Prompt:
Copy out all the rows below, replacing "Trace" with "Draw" everywhere it appears and keeping everything else the same.

Data supplied:
○ ○ ○ ○

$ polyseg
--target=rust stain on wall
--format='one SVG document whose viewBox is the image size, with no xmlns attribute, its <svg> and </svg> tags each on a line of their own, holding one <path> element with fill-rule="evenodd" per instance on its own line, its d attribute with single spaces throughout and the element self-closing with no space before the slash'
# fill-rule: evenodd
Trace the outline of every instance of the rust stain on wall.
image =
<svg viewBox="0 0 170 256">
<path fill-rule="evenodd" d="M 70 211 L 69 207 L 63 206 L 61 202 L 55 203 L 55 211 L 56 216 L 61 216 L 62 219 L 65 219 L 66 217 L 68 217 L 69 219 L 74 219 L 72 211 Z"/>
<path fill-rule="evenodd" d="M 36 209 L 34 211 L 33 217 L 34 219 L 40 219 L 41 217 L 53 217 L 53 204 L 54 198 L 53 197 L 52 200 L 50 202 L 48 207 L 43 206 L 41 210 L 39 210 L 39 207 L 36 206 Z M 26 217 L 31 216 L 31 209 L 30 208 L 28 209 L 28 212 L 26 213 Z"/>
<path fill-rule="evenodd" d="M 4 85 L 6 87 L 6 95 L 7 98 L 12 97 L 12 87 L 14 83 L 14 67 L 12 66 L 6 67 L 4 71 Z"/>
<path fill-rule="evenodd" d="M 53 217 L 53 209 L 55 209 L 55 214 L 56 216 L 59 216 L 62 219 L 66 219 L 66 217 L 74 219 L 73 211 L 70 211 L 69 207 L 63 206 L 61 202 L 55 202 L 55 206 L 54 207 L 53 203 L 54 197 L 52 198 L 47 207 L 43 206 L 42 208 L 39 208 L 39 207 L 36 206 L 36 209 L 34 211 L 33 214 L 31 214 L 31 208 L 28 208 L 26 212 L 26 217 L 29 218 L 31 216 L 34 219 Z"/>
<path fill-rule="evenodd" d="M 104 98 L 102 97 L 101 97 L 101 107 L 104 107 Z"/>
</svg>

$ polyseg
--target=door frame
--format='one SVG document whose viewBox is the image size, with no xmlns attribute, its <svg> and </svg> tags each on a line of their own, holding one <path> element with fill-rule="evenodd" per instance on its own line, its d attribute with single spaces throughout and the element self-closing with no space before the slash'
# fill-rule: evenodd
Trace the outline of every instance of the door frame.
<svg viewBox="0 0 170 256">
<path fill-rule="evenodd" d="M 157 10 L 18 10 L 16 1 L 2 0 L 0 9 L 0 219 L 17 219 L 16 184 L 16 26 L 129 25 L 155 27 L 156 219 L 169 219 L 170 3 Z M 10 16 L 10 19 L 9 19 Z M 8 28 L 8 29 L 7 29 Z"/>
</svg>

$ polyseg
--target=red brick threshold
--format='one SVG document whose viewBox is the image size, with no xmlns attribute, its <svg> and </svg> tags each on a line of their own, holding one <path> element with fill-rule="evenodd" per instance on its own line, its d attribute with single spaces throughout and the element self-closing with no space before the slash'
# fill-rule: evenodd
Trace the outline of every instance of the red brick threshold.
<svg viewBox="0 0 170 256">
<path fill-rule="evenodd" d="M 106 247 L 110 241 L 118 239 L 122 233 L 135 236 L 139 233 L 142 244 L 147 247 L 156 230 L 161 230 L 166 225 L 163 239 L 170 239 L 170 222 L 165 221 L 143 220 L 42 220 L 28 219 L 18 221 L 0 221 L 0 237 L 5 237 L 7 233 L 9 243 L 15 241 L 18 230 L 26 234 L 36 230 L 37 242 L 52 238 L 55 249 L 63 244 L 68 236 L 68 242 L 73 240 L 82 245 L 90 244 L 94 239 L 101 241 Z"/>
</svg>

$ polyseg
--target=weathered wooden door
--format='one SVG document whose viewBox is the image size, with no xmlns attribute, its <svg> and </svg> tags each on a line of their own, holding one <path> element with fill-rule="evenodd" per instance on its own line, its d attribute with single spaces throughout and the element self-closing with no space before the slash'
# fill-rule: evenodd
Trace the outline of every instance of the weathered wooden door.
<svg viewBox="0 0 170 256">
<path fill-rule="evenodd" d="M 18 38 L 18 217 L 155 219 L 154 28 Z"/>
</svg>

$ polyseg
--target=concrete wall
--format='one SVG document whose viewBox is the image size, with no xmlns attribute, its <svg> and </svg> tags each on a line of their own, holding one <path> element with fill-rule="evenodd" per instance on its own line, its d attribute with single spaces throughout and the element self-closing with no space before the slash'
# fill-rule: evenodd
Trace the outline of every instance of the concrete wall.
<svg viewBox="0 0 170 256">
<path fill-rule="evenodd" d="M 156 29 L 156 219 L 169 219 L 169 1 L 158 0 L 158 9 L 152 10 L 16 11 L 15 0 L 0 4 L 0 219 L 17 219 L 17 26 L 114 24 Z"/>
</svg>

○ ○ ○ ○

The response:
$ polyseg
--target=rust stain on wall
--format='one SVG document whose viewBox is the image size, with no xmlns attribute, its <svg> and </svg> tags each on a line of their own, holding one <path> element with fill-rule="evenodd" per instance on its own line, its d attribute with single spaces throughout and the element self-closing with no space before the slash'
# fill-rule: evenodd
Draw the outline of every instance of the rust stain on wall.
image =
<svg viewBox="0 0 170 256">
<path fill-rule="evenodd" d="M 70 211 L 69 207 L 63 206 L 61 202 L 55 203 L 55 211 L 56 216 L 61 216 L 62 219 L 65 219 L 66 217 L 68 217 L 69 219 L 74 219 L 72 211 Z"/>
<path fill-rule="evenodd" d="M 36 209 L 34 211 L 33 217 L 34 219 L 40 219 L 41 217 L 53 217 L 53 204 L 54 198 L 53 197 L 52 200 L 50 202 L 48 207 L 43 206 L 41 210 L 39 210 L 39 207 L 36 206 Z M 26 217 L 31 216 L 31 209 L 30 208 L 28 209 L 28 212 L 26 213 Z"/>
<path fill-rule="evenodd" d="M 4 85 L 6 87 L 6 95 L 7 98 L 12 97 L 12 87 L 14 83 L 14 67 L 12 66 L 6 67 L 4 71 Z"/>
<path fill-rule="evenodd" d="M 53 217 L 53 209 L 55 209 L 55 214 L 56 216 L 59 216 L 62 219 L 66 219 L 66 217 L 74 219 L 73 211 L 70 211 L 69 207 L 63 206 L 61 202 L 55 202 L 55 206 L 54 207 L 53 203 L 54 197 L 52 198 L 47 207 L 43 206 L 42 208 L 39 208 L 39 207 L 36 206 L 36 209 L 34 211 L 33 214 L 31 214 L 31 208 L 28 208 L 26 212 L 26 217 L 29 218 L 31 216 L 34 219 Z"/>
<path fill-rule="evenodd" d="M 104 98 L 102 97 L 101 97 L 101 107 L 104 107 Z"/>
</svg>

$ polyseg
--target=door frame
--format='one SVG document whose viewBox is the image size, with no xmlns attribute, its <svg> and </svg> tags each on a line of their own, holding one <path> element with fill-rule="evenodd" per instance on its own line, its d attribute with single spaces throughout and the element self-closing with no space before the slash'
# fill-rule: evenodd
Draw the outline of every instance of the door frame.
<svg viewBox="0 0 170 256">
<path fill-rule="evenodd" d="M 157 10 L 18 10 L 16 1 L 2 0 L 0 9 L 0 219 L 17 219 L 16 184 L 16 26 L 129 25 L 155 27 L 156 219 L 169 219 L 170 3 Z M 10 16 L 10 19 L 9 19 Z M 8 28 L 8 29 L 7 29 Z"/>
</svg>

$ polyseg
--target=red brick threshold
--format='one SVG document whose viewBox is the image size, with no xmlns attribute, its <svg> and </svg> tags each on a line of their own, holding one <path> element with fill-rule="evenodd" per instance on its own line, its d attribute with single spaces throughout and the element self-closing with no space before the slash'
# fill-rule: evenodd
Draw the outline of every instance of the red brick threshold.
<svg viewBox="0 0 170 256">
<path fill-rule="evenodd" d="M 106 247 L 110 241 L 118 239 L 122 233 L 135 236 L 139 233 L 142 244 L 147 247 L 156 230 L 161 230 L 166 225 L 163 239 L 170 239 L 170 222 L 165 221 L 143 220 L 42 220 L 28 219 L 18 221 L 0 221 L 0 237 L 5 237 L 7 233 L 9 243 L 15 241 L 18 230 L 26 234 L 36 230 L 37 242 L 52 238 L 55 249 L 63 244 L 68 236 L 68 242 L 73 240 L 82 245 L 90 244 L 94 239 L 101 241 Z"/>
</svg>

$ polyseg
--target=weathered wooden door
--format='one SVG document whose viewBox is the image size, with no xmlns attribute, its <svg> and </svg> tags each on a line of their own, holding one <path> element with fill-rule="evenodd" per instance on its own line, its d attribute with single spaces throughout and the element self-closing with no space before the slash'
# fill-rule: evenodd
Draw the outline of every instance of the weathered wooden door.
<svg viewBox="0 0 170 256">
<path fill-rule="evenodd" d="M 18 38 L 18 217 L 155 219 L 154 28 Z"/>
</svg>

$ polyseg
--target=concrete wall
--format='one SVG document whose viewBox is the image size, with no xmlns attribute, its <svg> and </svg> tags each on a line of their own, holding one <path> element with fill-rule="evenodd" per instance on its own line, its d attribute with single spaces throughout and the element self-closing with no space before the slash'
# fill-rule: evenodd
Draw the outline of every instance of the concrete wall.
<svg viewBox="0 0 170 256">
<path fill-rule="evenodd" d="M 156 29 L 156 219 L 169 219 L 169 1 L 158 0 L 158 9 L 152 10 L 16 11 L 15 0 L 0 4 L 0 219 L 17 219 L 17 26 L 114 24 Z"/>
</svg>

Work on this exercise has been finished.